··· Data records ···

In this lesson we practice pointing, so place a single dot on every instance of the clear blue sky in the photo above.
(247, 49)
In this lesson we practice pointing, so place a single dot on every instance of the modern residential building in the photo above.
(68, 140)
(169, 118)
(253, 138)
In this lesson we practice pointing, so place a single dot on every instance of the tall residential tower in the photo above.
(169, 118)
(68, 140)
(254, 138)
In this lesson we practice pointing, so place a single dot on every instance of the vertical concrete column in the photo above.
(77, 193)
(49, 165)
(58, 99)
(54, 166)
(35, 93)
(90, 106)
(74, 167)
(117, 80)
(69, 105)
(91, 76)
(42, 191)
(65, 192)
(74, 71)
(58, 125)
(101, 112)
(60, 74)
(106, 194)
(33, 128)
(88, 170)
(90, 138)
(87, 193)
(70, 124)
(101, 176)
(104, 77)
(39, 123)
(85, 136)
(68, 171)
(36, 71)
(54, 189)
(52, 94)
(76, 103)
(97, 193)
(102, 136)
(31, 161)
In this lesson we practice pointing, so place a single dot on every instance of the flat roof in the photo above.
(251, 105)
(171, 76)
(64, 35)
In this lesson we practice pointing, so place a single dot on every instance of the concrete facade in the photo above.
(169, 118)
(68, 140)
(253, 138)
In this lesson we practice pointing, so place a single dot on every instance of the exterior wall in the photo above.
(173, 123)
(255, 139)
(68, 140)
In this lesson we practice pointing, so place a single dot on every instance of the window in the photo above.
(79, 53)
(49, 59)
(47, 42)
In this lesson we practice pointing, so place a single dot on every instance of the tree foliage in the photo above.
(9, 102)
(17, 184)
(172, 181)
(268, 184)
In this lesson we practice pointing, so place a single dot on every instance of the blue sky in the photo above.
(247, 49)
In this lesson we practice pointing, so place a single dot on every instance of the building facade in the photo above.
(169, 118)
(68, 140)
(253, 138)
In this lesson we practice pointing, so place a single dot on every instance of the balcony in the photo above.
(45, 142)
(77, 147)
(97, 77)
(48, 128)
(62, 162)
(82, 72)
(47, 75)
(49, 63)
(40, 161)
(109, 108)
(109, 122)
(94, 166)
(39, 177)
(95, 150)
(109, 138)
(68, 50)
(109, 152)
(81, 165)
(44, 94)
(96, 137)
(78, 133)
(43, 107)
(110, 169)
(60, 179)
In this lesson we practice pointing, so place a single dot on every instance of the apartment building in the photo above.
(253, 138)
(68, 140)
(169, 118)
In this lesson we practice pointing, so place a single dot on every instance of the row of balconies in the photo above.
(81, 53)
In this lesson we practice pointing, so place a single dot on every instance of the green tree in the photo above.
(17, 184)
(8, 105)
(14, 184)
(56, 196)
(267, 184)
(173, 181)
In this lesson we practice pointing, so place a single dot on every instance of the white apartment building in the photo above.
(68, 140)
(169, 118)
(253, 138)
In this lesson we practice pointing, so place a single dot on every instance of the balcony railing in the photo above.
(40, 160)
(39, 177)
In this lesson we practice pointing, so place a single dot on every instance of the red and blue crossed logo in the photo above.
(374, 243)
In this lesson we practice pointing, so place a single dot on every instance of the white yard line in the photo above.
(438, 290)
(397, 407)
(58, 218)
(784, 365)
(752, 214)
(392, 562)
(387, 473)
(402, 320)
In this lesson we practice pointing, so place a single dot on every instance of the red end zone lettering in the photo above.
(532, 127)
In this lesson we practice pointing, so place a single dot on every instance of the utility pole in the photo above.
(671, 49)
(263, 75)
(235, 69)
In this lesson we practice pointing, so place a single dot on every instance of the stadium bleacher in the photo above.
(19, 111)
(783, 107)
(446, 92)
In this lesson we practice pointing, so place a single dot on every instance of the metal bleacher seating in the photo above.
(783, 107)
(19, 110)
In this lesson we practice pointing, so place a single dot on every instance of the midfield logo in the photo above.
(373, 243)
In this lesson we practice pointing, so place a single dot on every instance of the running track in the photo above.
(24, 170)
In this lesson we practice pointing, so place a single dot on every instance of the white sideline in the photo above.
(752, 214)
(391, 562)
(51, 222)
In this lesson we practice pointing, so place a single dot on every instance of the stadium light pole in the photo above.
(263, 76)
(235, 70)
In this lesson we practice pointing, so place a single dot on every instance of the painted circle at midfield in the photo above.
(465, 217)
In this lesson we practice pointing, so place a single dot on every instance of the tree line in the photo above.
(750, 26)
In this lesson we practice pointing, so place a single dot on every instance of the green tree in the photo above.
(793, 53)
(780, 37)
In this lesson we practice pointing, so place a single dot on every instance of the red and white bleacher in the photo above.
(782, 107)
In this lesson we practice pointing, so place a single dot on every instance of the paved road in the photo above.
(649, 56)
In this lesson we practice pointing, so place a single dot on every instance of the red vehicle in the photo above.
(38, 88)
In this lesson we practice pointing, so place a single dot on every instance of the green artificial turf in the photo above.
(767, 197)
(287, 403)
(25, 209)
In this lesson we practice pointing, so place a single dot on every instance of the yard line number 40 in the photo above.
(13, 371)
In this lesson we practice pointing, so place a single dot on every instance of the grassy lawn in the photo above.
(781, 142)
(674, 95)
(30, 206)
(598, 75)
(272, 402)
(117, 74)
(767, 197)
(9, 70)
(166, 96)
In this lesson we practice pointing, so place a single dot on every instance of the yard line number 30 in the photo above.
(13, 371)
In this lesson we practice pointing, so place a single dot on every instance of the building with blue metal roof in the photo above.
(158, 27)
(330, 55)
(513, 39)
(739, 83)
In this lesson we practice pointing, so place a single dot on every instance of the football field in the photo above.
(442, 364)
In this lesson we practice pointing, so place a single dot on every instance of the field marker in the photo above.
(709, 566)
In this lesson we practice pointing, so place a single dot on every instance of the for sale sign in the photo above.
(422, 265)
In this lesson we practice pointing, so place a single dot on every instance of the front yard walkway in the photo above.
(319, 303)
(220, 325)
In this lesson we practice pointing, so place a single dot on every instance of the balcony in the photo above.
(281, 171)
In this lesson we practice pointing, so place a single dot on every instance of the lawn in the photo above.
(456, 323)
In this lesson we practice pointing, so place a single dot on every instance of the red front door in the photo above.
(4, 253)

···

| Task requirements |
Every record is to be repeated exactly as written.

| Reply to the task |
In this lesson we practice pointing, so place a single dot on every instance of the clear blue sky in the photo above.
(247, 49)
In this lesson we practice pointing, so place a single dot on every instance of the modern residential building in the photo above.
(68, 140)
(169, 118)
(253, 138)
In this lesson we practice pointing, so place a single dot on every instance of the tall residential tower in the photo above.
(169, 118)
(68, 140)
(254, 138)
In this lesson we practice pointing, so place a single dot on every instance of the vertical concrete column in the photo above.
(77, 193)
(49, 165)
(58, 99)
(54, 166)
(35, 93)
(90, 106)
(74, 167)
(117, 80)
(69, 105)
(91, 76)
(42, 191)
(65, 192)
(74, 71)
(58, 125)
(101, 112)
(60, 74)
(106, 194)
(33, 128)
(88, 170)
(90, 138)
(87, 193)
(70, 124)
(101, 176)
(104, 77)
(39, 123)
(85, 136)
(68, 171)
(36, 71)
(54, 189)
(52, 94)
(76, 103)
(97, 193)
(102, 136)
(31, 161)
In this lesson we practice pointing, so place a single dot on every instance of the flat roof in the photo above.
(251, 105)
(171, 76)
(64, 35)
In this lesson we practice pointing, so place a single dot on every instance of the concrete facade in the photo above.
(169, 118)
(68, 140)
(253, 138)
In this lesson we practice pointing, so place a single dot on every instance of the exterior wall in the photo above.
(173, 123)
(255, 139)
(68, 140)
In this lesson we practice pointing, so place a single dot on every instance of the window in the photo above.
(79, 53)
(49, 59)
(47, 42)
In this lesson we practice pointing, so place a single dot on every instance of the tree foliage in the photo above.
(9, 102)
(17, 184)
(172, 181)
(268, 184)
In this lesson we practice pointing, so place a single dot on every instance of the blue sky in the photo above.
(247, 49)
In this lesson we practice pointing, so place a single dot on every instance of the building facade in the photo above.
(169, 118)
(68, 140)
(253, 138)
In this lesson we practice pointing, so place a single dot on every instance of the balcony in the photo above.
(45, 142)
(77, 147)
(97, 77)
(48, 128)
(62, 162)
(82, 72)
(47, 75)
(49, 63)
(40, 161)
(109, 108)
(109, 122)
(94, 166)
(39, 177)
(95, 150)
(109, 138)
(68, 50)
(109, 152)
(81, 165)
(44, 94)
(96, 137)
(78, 133)
(43, 107)
(110, 169)
(60, 179)
In this lesson we practice pointing, so place a single dot on every instance of the apartment building in the photo above.
(253, 138)
(68, 140)
(169, 118)
In this lesson we practice pointing, so place a single dot on every instance of the row of balconies in the photo above.
(81, 53)
In this lesson we practice pointing, so place a single dot on every instance of the green tree in the photo above.
(17, 184)
(8, 105)
(14, 184)
(56, 196)
(267, 184)
(173, 181)
In this lesson we practice pointing, so place a single dot on every instance of the white apartment building in the photo above.
(68, 140)
(169, 118)
(253, 138)
In this lesson we practice pointing, so place a single dot on every instance of the balcony railing in the photo above.
(40, 160)
(39, 177)
In this lesson we practice pointing, so place a single dot on every instance of the red and blue crossed logo in the photo above.
(374, 243)
In this lesson we practice pointing, so place a single dot on every instance of the white yard line in the photo above.
(438, 290)
(397, 407)
(58, 218)
(784, 365)
(752, 214)
(392, 562)
(387, 473)
(402, 320)
In this lesson we practice pointing, so place a single dot on every instance of the red end zone lettering in the photo above.
(532, 127)
In this lesson we practice pointing, so place a single dot on every instance of the utility pole in the photo above.
(671, 49)
(263, 75)
(235, 69)
In this lesson we practice pointing, so place a single dot on every instance of the stadium bleacher in the photo above.
(19, 111)
(783, 107)
(446, 92)
In this lesson we practice pointing, so place a single dot on every instance of the metal bleacher seating in the photo above.
(783, 107)
(19, 110)
In this lesson we practice pointing, so place a single dot on every instance of the midfield logo in the photo above.
(373, 243)
In this lesson we practice pointing, so place a single dot on every instance of the running track in the photo above.
(24, 170)
In this lesson we practice pointing, so place a single dot on every instance of the white sideline in the photo above.
(752, 214)
(391, 562)
(51, 222)
In this lesson we practice pointing, so place a single dot on every instance of the stadium light pole in the photo above.
(263, 76)
(235, 70)
In this lesson we practice pointing, so place a single dot on every instance of the painted circle at midfield in the photo above.
(465, 217)
In this lesson we practice pointing, so place a single dot on every instance of the tree line in the photo above.
(750, 26)
In this lesson we practice pointing, so place a single dot on every instance of the green tree in the photo above.
(793, 53)
(780, 37)
In this lesson we practice pointing, so place a single dot on every instance of the red and white bleacher in the photo above.
(782, 107)
In this lesson we practice pointing, so place a single dot on every instance of the paved road in the photo above.
(649, 56)
In this lesson we practice pointing, so place a single dot on every instance of the red vehicle in the photo above.
(38, 88)
In this lesson we practice pointing, so place a single dot on every instance of the green artificial turf in the photo above.
(767, 197)
(287, 403)
(25, 209)
In this lesson we practice pointing, so place a single dot on every instance of the yard line number 40 in the photo above.
(13, 371)
In this lesson we practice pointing, so place a single dot on every instance of the grassy lawn in the photo above.
(781, 142)
(674, 95)
(30, 206)
(598, 75)
(272, 402)
(117, 74)
(767, 197)
(9, 70)
(166, 96)
In this lesson we practice pointing, so place a single dot on every instance of the yard line number 30 in the photo above.
(13, 371)
In this lesson we practice pointing, so place a single dot on every instance of the building with blue metal roof in the photo above.
(158, 27)
(330, 55)
(513, 39)
(739, 83)
In this lesson we practice pointing, so place a single dot on every instance of the football field in the photo above.
(442, 364)
In this lesson we practice pointing, so place a single dot on every instance of the field marker in the photo above.
(709, 566)
In this lesson we practice pointing, so place a single dot on every instance of the for sale sign in the photo above.
(422, 265)
In this lesson we practice pointing, so place a single dot on every instance of the front yard walkway in the photo above.
(319, 303)
(220, 325)
In this lesson we practice pointing, so place a single dot on every instance of the balcony in the photo above.
(281, 171)
In this lesson we practice pointing, so place a single dot on every instance of the lawn in the photo above.
(456, 323)
In this lesson we practice pointing, so place a single dot on every instance of the red front door in the photo above.
(4, 253)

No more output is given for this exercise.